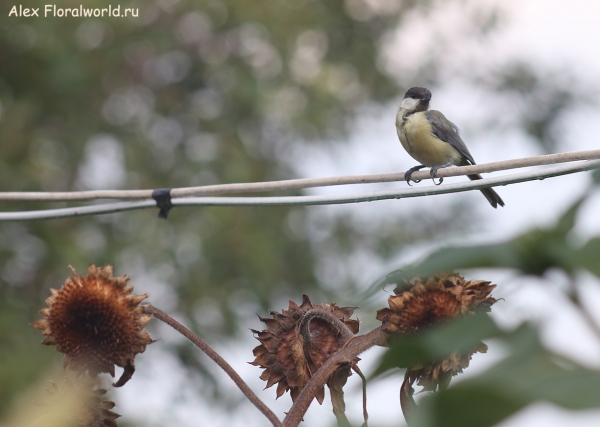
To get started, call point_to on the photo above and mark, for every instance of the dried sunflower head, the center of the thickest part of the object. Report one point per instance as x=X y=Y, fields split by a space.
x=84 y=401
x=422 y=302
x=297 y=342
x=96 y=322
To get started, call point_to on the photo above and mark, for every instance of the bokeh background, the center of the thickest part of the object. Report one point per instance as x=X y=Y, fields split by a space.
x=198 y=92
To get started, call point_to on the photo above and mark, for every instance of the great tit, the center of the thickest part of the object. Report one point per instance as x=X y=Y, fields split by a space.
x=433 y=140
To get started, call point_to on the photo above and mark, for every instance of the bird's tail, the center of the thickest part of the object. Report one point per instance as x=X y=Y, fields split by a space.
x=489 y=193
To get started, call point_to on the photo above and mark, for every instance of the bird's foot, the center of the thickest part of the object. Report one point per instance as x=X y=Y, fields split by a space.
x=434 y=170
x=408 y=174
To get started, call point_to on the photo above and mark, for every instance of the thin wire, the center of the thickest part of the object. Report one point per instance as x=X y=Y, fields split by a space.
x=307 y=200
x=295 y=184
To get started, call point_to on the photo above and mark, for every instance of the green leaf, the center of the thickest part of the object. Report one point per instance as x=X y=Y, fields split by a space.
x=462 y=335
x=467 y=406
x=528 y=374
x=589 y=256
x=596 y=176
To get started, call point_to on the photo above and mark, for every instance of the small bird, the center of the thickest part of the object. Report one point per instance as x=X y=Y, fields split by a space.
x=433 y=140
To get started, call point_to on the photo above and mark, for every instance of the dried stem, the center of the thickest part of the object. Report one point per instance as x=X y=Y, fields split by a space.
x=407 y=402
x=345 y=356
x=356 y=369
x=198 y=342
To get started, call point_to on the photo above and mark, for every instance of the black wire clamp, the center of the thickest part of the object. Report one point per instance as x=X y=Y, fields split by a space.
x=163 y=201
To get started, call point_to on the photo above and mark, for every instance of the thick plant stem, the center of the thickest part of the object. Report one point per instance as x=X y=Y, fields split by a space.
x=345 y=356
x=198 y=342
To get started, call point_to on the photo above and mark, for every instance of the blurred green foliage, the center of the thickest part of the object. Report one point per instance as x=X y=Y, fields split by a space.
x=528 y=372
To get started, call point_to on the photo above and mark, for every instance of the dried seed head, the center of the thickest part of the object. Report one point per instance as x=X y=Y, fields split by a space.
x=297 y=342
x=96 y=322
x=422 y=302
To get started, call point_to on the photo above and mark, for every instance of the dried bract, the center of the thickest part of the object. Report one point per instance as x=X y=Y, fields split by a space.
x=96 y=322
x=422 y=302
x=298 y=341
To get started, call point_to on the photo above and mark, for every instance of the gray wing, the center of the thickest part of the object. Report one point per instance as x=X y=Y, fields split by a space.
x=447 y=131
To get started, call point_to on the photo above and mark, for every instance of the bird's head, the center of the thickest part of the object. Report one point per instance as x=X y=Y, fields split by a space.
x=416 y=99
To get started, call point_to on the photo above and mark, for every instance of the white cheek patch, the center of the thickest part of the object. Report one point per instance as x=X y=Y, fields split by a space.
x=409 y=103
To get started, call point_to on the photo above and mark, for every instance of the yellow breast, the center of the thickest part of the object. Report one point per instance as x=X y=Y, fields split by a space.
x=419 y=141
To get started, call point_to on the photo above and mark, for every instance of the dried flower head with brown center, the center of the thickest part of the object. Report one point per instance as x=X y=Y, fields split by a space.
x=96 y=322
x=85 y=403
x=422 y=302
x=297 y=342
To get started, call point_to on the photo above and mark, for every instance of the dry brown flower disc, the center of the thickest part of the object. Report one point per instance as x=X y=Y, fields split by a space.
x=96 y=322
x=288 y=356
x=422 y=302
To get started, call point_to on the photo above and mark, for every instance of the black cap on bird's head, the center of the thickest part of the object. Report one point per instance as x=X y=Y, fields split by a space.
x=420 y=93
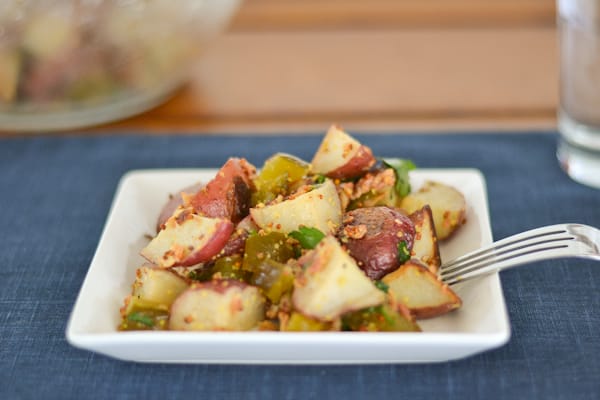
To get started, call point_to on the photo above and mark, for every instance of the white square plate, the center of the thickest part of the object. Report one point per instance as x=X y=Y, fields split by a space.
x=481 y=324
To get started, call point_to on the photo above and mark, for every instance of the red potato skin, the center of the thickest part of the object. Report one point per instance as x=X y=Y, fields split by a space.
x=212 y=248
x=371 y=235
x=362 y=161
x=228 y=194
x=174 y=202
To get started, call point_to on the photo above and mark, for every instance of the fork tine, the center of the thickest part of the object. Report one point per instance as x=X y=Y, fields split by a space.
x=542 y=251
x=556 y=241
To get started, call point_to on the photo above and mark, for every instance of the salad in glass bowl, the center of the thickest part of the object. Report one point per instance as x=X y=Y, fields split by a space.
x=72 y=63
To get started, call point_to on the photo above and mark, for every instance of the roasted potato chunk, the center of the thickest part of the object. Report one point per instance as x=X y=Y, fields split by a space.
x=448 y=206
x=425 y=247
x=379 y=238
x=331 y=283
x=218 y=305
x=421 y=291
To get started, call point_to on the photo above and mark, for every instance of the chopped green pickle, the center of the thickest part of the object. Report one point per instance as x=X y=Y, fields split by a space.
x=378 y=319
x=307 y=237
x=403 y=252
x=301 y=323
x=278 y=176
x=271 y=246
x=230 y=267
x=401 y=169
x=274 y=278
x=144 y=319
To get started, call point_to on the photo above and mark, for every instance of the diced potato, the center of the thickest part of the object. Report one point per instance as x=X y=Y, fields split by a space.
x=154 y=288
x=425 y=246
x=448 y=206
x=341 y=156
x=332 y=283
x=48 y=34
x=319 y=208
x=188 y=239
x=218 y=305
x=421 y=291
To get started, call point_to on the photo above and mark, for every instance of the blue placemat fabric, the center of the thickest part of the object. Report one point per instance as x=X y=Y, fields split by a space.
x=55 y=194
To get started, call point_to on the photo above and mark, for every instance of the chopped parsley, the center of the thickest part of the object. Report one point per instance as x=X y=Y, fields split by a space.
x=403 y=252
x=401 y=169
x=141 y=318
x=381 y=285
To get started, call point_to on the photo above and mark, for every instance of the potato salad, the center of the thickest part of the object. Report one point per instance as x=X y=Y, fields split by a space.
x=340 y=243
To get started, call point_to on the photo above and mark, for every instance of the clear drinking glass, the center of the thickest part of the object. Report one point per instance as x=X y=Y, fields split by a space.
x=579 y=111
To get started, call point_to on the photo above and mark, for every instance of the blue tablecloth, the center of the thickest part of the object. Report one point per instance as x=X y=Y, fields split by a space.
x=55 y=193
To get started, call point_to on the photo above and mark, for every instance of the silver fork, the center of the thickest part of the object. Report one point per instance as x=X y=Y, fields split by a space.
x=554 y=241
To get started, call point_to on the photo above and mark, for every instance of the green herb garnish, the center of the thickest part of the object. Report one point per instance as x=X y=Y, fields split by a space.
x=141 y=318
x=401 y=169
x=381 y=285
x=403 y=252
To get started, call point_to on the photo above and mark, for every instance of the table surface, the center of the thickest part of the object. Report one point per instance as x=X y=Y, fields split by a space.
x=388 y=65
x=54 y=214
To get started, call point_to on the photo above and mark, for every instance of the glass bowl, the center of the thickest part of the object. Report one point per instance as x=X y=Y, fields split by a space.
x=74 y=63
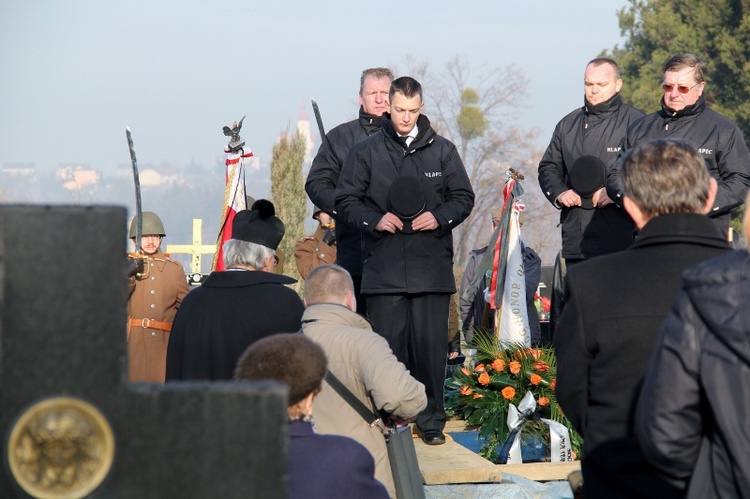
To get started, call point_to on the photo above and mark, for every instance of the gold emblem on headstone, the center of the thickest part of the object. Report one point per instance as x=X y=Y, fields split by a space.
x=61 y=448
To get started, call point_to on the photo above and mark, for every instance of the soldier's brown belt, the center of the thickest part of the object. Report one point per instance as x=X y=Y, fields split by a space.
x=151 y=324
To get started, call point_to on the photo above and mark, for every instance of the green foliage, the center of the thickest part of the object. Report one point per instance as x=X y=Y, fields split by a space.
x=288 y=195
x=717 y=31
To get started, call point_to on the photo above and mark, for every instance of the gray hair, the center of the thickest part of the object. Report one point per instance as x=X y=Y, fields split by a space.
x=376 y=73
x=666 y=176
x=243 y=253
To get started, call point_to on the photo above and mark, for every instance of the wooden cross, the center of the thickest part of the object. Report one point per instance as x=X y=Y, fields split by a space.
x=196 y=250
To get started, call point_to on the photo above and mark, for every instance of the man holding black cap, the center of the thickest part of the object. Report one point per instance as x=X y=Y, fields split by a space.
x=405 y=189
x=374 y=85
x=572 y=172
x=234 y=308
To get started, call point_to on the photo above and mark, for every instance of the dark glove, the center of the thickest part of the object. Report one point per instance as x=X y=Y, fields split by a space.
x=135 y=266
x=329 y=237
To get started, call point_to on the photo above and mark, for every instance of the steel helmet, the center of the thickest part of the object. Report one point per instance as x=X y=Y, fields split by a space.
x=151 y=225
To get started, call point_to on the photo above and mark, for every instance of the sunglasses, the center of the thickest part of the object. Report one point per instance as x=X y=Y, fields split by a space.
x=668 y=87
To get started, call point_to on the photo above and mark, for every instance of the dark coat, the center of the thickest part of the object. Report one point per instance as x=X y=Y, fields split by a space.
x=329 y=466
x=324 y=175
x=588 y=131
x=220 y=319
x=717 y=139
x=405 y=263
x=616 y=306
x=696 y=395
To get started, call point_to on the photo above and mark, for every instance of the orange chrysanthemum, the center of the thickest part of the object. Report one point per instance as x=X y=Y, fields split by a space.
x=509 y=392
x=541 y=367
x=498 y=365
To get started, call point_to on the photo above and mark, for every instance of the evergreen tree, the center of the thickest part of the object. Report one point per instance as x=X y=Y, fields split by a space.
x=288 y=195
x=717 y=31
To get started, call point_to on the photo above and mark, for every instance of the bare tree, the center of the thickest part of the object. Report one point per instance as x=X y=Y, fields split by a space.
x=288 y=195
x=477 y=110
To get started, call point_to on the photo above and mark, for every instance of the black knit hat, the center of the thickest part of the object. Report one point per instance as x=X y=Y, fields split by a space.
x=259 y=225
x=406 y=200
x=587 y=175
x=291 y=358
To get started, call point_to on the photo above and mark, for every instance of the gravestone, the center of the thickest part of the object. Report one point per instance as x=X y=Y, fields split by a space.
x=71 y=425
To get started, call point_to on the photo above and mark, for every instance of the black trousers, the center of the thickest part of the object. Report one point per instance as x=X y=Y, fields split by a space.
x=416 y=328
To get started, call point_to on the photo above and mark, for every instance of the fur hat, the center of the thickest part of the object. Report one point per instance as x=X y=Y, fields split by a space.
x=291 y=358
x=587 y=175
x=259 y=225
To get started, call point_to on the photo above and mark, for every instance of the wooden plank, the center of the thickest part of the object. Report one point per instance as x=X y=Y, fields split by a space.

-*-

*Given request:* Copy out the lines between the one holding "of the bokeh" and the one holding "x=408 y=174", inclusive, with no changes.

*Response to the task:*
To get started, call point_to on the photo above and mark, for every instance of the bokeh background, the center of the thickest part of the object. Report one point per instance as x=X y=Y, fields split by a space.
x=198 y=92
To get started, call point_to on the photo above and mark, for every instance of the great tit, the center of the thickest part of the object. Report one point per instance as x=X y=Y, fields split by a space.
x=433 y=140
To get started, call point_to on the photo above and mark, for every instance of the bird's tail, the center of the thickest part of the object. Report one point per instance as x=X y=Y, fields split by a space.
x=489 y=193
To get started, call point_to on the photo above and mark, for every instance of the bird's foot, the center of the thickest part of the object. Report one point per instance as x=X y=Y, fields split by a space.
x=434 y=170
x=408 y=174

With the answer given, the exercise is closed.